• What to work on:
1 - According to the project abstract on the Engelberg fragments, how many manuscript leaves and fragments does the library at Conception Abbey hold?
2 - Copy word for word the stretch of the project abstract on the Engelberg fragments from "Founded in 1120" through "in the Americas.".

Fragments from Engelberg: Transcribing and Contextualizing a Medieval Collection in a Missouri Abbey
Dates
2019 - Present
Project Abstract
The library at Conception Abbey (Conception, Missouri) holds thirty-three manuscript leaves and fragments, many of which were a gift from its mother house, Engelberg Abbey, in the late 1870s. These documents served as a teaching collection about medieval paleography for the fledgling seminary at Conception and are a significant cultural inheritance from its mother house. Even as these manuscript leaves are relics of Engelberg's past, they are now an important part of the cultural history of the United States.
Founded in 1120 and still active today, Engelberg (http://www.kloster-engelberg.ch/) had a renowned reputation as a double house of men and women with two libraries and scriptoria. However, book survivals are limited in part because the medieval repository was dispersed by the French army in 1798.
The Engelberg fragments at Conception Abbey show evidence of having been refashioned to support the binding of post-medieval books (possibly at Engelberg itself). These fragments represent something of Engelberg's cultural patrimony and enhance the narrative of Benedictine resettlement in the Americas.

Extracted data entries
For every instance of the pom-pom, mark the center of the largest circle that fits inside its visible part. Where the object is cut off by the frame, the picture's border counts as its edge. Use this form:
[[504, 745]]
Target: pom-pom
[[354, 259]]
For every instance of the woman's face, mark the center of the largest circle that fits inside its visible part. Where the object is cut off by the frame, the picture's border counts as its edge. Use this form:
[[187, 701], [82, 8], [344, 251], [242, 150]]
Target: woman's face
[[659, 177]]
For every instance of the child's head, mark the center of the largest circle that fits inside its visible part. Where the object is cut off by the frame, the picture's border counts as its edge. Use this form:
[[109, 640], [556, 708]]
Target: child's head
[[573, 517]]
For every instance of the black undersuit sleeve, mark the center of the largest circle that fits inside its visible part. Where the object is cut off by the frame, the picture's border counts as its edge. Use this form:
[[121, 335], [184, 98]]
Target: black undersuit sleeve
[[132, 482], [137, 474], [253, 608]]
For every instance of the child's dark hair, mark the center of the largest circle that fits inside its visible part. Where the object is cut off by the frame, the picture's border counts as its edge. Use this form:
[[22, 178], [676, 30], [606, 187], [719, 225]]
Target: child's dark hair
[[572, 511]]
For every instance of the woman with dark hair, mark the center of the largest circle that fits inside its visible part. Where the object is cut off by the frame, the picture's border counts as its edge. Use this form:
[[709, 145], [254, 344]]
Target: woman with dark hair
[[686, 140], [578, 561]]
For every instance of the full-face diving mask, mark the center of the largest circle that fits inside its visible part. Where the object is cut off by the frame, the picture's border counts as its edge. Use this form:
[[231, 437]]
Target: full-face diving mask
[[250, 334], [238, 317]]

==

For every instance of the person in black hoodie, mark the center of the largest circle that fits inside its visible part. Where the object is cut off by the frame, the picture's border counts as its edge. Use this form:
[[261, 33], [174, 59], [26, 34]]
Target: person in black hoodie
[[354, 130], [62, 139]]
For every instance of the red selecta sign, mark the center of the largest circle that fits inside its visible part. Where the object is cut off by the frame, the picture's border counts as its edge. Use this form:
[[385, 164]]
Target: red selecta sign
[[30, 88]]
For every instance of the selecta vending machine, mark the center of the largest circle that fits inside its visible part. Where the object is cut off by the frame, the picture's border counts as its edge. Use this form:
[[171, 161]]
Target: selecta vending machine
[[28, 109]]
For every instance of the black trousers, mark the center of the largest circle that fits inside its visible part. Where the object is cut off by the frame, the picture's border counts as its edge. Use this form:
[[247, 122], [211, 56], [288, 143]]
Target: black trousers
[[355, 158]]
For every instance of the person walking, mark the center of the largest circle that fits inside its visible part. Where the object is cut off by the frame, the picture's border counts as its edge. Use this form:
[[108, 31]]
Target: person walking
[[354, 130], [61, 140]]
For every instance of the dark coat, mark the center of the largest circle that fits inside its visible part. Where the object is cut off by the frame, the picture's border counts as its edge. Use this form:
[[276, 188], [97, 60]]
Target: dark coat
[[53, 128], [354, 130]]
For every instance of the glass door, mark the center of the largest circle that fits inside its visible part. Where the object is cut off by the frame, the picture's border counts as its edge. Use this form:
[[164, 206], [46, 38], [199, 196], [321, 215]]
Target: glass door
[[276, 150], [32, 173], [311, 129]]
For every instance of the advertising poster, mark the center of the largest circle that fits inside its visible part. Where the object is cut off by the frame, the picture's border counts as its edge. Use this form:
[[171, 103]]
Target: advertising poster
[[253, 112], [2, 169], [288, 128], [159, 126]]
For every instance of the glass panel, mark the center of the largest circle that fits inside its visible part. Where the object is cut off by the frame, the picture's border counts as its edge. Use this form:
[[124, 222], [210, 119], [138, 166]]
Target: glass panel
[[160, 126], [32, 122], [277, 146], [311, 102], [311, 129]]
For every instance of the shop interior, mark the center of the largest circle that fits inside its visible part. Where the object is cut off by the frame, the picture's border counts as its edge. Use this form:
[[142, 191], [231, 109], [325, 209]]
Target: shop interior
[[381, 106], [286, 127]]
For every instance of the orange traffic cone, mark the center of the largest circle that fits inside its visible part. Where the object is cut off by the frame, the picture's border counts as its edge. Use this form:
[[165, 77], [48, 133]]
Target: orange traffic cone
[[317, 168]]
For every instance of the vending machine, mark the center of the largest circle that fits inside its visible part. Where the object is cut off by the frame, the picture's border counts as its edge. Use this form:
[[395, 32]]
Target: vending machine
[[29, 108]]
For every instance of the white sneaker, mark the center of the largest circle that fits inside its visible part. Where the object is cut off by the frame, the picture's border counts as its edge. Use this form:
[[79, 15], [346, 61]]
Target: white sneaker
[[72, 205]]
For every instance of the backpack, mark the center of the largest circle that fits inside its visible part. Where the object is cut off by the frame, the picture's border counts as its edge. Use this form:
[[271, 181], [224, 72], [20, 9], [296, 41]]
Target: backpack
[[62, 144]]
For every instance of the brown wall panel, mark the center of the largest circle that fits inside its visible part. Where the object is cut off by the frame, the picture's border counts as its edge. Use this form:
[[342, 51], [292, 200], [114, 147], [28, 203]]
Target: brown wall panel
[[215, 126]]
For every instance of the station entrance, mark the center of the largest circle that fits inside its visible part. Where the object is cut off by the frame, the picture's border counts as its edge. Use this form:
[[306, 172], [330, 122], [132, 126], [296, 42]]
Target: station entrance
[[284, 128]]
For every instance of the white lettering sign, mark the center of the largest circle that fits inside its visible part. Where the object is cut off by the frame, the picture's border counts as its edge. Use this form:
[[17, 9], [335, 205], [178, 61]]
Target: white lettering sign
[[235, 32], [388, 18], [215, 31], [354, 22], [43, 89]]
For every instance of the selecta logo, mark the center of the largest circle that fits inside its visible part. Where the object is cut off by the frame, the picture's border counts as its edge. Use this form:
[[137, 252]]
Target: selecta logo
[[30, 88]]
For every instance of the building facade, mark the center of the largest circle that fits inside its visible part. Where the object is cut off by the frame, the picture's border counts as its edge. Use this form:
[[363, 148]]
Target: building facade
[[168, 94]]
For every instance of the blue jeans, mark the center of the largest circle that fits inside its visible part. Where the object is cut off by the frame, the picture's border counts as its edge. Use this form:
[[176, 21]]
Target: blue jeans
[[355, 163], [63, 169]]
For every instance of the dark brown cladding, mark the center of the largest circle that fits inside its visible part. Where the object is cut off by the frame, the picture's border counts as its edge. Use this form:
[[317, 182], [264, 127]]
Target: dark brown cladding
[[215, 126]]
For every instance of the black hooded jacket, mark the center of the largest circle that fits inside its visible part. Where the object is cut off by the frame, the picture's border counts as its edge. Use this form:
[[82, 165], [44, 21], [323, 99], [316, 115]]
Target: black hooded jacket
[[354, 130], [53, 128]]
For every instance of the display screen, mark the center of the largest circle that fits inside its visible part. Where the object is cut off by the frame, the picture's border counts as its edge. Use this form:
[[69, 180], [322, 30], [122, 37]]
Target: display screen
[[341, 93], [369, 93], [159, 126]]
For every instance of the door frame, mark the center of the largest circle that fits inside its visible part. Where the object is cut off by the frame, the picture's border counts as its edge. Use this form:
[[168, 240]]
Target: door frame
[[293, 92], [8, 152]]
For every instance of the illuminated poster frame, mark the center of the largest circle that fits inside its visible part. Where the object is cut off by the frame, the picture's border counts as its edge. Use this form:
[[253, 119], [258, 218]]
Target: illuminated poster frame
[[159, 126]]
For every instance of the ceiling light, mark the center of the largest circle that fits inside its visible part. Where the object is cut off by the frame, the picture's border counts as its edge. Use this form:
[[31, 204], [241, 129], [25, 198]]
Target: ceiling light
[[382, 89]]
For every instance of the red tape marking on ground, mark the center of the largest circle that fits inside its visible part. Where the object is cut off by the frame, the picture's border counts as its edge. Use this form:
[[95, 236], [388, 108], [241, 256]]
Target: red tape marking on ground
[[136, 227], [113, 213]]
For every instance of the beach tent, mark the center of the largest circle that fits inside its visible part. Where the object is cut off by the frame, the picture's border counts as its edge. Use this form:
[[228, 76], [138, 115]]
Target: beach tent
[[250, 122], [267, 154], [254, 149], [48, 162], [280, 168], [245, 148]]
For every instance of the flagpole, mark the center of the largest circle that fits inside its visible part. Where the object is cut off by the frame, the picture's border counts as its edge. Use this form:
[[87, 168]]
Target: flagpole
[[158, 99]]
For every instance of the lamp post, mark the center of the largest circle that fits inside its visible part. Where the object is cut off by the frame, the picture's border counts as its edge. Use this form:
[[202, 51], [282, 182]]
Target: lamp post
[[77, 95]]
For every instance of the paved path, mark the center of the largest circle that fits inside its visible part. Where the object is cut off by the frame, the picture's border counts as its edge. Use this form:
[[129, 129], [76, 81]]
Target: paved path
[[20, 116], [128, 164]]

• Answers below:
1 - Thirty-three.

2 -
Founded in 1120 and still active today, Engelberg (http://www.kloster-engelberg.ch/) had a renowned reputation as a double house of men and women with two libraries and scriptoria. However, book survivals are limited in part because the medieval repository was dispersed by the French army in 1798.
The Engelberg fragments at Conception Abbey show evidence of having been refashioned to support the binding of post-medieval books (possibly at Engelberg itself). These fragments represent something of Engelberg's cultural patrimony and enhance the narrative of Benedictine resettlement in the Americas.